* start *
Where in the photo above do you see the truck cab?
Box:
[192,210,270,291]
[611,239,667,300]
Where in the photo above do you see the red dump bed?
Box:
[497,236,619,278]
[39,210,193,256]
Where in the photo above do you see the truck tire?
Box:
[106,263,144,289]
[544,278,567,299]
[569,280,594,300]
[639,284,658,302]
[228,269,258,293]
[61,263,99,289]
* end *
* start *
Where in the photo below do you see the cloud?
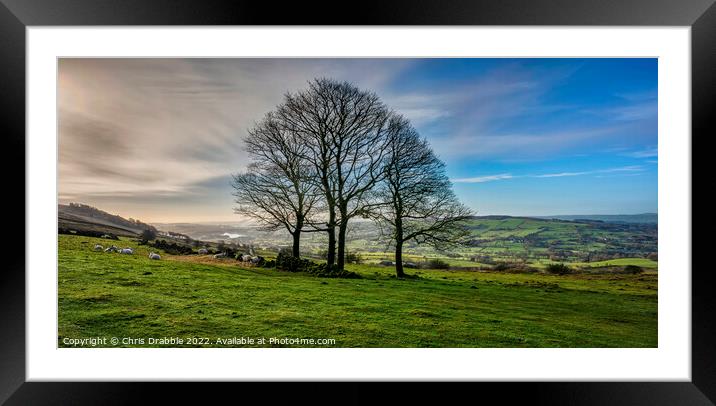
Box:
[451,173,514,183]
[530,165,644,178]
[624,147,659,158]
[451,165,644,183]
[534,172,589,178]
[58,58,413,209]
* end *
* start *
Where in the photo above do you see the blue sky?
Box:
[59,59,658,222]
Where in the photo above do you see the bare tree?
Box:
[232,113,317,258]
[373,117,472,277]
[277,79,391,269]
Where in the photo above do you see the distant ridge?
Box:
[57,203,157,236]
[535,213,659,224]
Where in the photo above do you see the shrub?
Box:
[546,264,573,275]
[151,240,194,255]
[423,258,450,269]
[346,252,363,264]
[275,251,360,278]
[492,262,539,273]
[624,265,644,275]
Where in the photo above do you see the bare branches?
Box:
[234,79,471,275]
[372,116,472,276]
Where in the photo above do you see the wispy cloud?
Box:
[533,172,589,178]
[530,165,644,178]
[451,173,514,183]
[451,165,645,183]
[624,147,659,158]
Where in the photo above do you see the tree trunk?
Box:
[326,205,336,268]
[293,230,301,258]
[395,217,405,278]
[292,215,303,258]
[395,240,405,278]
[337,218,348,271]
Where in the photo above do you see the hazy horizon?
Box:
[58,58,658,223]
* end *
### AIM OF THE TASK
Transcribe the listing unchanged from the line containing "Where in the photo above do you see the wispy" through the line containing "[58,58,658,223]".

### SOLUTION TO THE EXERCISE
Where in the photo above do you see the wispy cloud?
Box:
[533,172,589,178]
[530,165,644,178]
[451,173,514,183]
[451,165,645,183]
[624,147,659,158]
Where in the photo above do you see the tree trunk?
Box:
[326,205,336,268]
[293,230,301,258]
[395,217,405,278]
[292,215,303,258]
[395,240,405,278]
[337,218,348,271]
Where in the photo above do you see the hazy horizon?
Box:
[58,58,658,223]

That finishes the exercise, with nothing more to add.